● **Отрывок**:
◇ ◇ ◇ ◇

Понимать такие песни, а тем более петь их самому — это должно льстить самолюбию очень многих людей. Но все это происходит без душевной работы, которой люди совершенно в обязательном порядке должны были оплачивать старые добрые КСП-шные песни. Вот возможность поиграть в эту игру, не напрягая души, не задаваясь проблемами добра и зла, проблемами того, оплачено ли твоей душевной работой, твоей совестью, твоей жизнью и судьбой то, что ты эти песни исполняешь, вот такая возможность интеллектуальной гимнастики при некоторой душевной и нравственной безответственности, вот это искушение, мне кажется, во многом определило такой интерес к песням Щербакова.

 

— Сразу встает целый ряд вопросов. Во-первых, мне не очень очевидно и, по крайней мере, хотелось бы услышать, а собственно почему ты считаешь, что песни Щербакова выстроены вот именно по такой эстетике? Или это только ощущение?

 

— В условиях нашего разговора это только ощущение. Для того чтобы это доказать, мне надо было бы сесть за очень обстоятельный, всесторонний анализ песен Щербакова, и я отнюдь не уверен, что смог бы даже в результате этой работы доказать то, что сказал. То же самое относится и к Набокову, и к Бродскому.

 

— Но ощущение возникает сразу?

◇ ◇ ◇ ◇

● **Выборка данных**:
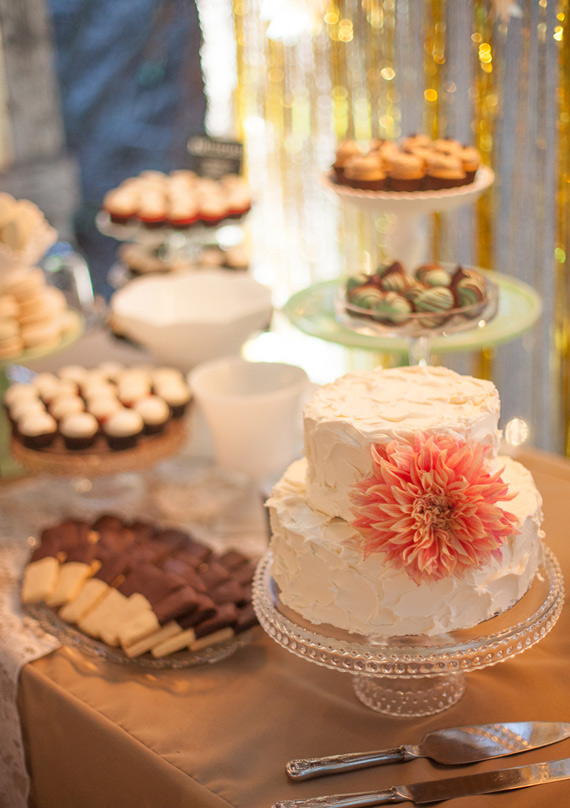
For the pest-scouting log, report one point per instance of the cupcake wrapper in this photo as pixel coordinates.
(399, 184)
(77, 444)
(38, 441)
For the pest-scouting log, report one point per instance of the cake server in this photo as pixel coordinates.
(454, 746)
(438, 790)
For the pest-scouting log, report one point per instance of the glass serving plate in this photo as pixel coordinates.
(406, 237)
(313, 310)
(71, 637)
(419, 328)
(414, 676)
(416, 203)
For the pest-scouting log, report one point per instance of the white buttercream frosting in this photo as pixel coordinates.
(319, 566)
(343, 418)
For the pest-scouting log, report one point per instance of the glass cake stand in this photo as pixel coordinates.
(407, 212)
(314, 311)
(101, 477)
(414, 676)
(419, 328)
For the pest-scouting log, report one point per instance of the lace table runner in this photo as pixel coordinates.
(21, 640)
(222, 509)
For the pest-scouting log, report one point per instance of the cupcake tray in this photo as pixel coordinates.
(416, 202)
(100, 460)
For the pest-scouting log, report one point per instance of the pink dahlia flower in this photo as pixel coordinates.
(431, 507)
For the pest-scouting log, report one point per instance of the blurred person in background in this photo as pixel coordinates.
(132, 92)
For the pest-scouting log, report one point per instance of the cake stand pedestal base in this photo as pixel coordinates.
(108, 491)
(409, 697)
(414, 676)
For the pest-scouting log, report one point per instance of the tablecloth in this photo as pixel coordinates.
(219, 736)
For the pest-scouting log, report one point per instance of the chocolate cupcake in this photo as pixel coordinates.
(366, 173)
(155, 413)
(177, 396)
(406, 172)
(79, 430)
(63, 405)
(23, 407)
(38, 430)
(103, 407)
(444, 171)
(123, 429)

◇ ◇ ◇ ◇

● **Письменное задание**:
Выпишите из отрывка все фамилии людей в порядке их первого появления. Каждую фамилию укажите один раз в именительном падеже.

● **Результат выполнения**:
Щербаков, Набоков, Бродский.